Challenge.
Answer these questions about the passage on the garden and the neighbors:
(a) On which street was the garden salvaged from a weed-infested junk heap?
(b) How does Joe respond to the greeting "How you doin?"
(c) What is the name of Joe's poodle?

Extract.
But my house – my lovely little house that we have almost entirely reshaped and renewed over nearly two decades – my beloved house is the object of another story. This story is about our garden, our little patch of earth here in the heart of the city that we salvaged from a weed-infested junk heap on Naomi Street.

The more I think about it, the saga of our garden really is, in almost every respect, a story worthy of Jane Austen. Just imagine, if you will, a Black Jane Austen, writing in Philadelphia at the turn of the 21st Century. The cast of characters in this modern Jane Austen tale includes the aforementioned villainess, Pearl Meadowland, and her husband Barnett Meadowland. Beloved minor characters include Barnett’s brother and sister-in-law, our neighbors two doors down on Guilford Street, whom I will call Joe and Mary, both because the initials work right and because they really are the Holy Family of our block – the absolute salt of the earth, the sorts of folks you wouldn’t hesitate to call in an emergency in the middle of the night. Joe is the kind of guy who brings you a bottle of wine when he notices that the VW camper van has broken down, again, and is being towed, again, to the mechanic. When you greet Joe with the standard “How you doin?” he always responds, “FAN-tastic!” When Joe isn’t volunteering at his church, he is walking his poodle Little Darlin’ or reading mysteries on the porch and keeping quiet tabs on the homeboys in the neighborhood, many of whom he’s known since they were babies. Joe and his brother Barnett grew up right around here, but their wives are transplants from other parts of the city. And that would be all their wives have in common. While Pearl sows rancor and spite, Mary has become the matriarch of the neighborhood. I have photos of Mary holding both of my babies within hours of their arrival home, and she is always good for a hug and kiss and a bit of cheerful gossip. Mary and Joe have worked hard all their lives, and now that they are retired, they travel a bit, but mostly they decline to complain about their health problems and instead befriend every stray child on the block and volunteer in the summer to run their church’s day camp.

[Extracted records]
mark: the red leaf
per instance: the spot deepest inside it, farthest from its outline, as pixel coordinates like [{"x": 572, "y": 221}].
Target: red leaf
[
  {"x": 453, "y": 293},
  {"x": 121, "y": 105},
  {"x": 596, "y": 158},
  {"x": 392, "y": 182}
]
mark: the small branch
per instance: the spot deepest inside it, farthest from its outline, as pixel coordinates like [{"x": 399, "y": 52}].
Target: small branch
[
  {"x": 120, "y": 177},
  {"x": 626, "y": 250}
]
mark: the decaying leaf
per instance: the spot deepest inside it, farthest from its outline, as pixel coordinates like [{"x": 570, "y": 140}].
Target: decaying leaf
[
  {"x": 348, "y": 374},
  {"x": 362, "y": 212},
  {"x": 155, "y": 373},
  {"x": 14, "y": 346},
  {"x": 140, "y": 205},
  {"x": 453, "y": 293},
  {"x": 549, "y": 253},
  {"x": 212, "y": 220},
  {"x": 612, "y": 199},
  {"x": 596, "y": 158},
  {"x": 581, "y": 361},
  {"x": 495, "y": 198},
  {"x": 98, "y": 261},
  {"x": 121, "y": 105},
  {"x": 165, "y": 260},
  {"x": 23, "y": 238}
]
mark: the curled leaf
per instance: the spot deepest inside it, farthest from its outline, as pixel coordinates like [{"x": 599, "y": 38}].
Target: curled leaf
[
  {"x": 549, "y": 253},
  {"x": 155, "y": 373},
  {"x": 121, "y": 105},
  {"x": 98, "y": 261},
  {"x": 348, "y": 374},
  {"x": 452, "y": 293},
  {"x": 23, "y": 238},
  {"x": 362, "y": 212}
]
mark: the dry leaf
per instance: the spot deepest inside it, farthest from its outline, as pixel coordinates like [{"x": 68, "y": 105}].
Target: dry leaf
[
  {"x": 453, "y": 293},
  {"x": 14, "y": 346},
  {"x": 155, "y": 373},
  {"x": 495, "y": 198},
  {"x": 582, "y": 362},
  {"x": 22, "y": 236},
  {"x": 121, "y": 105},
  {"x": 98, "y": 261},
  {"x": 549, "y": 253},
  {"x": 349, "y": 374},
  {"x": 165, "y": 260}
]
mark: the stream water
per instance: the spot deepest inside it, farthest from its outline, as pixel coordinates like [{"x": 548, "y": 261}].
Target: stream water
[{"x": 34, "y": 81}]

Task response.
(a) Naomi Street
(b) "FAN-tastic!"
(c) Little Darlin'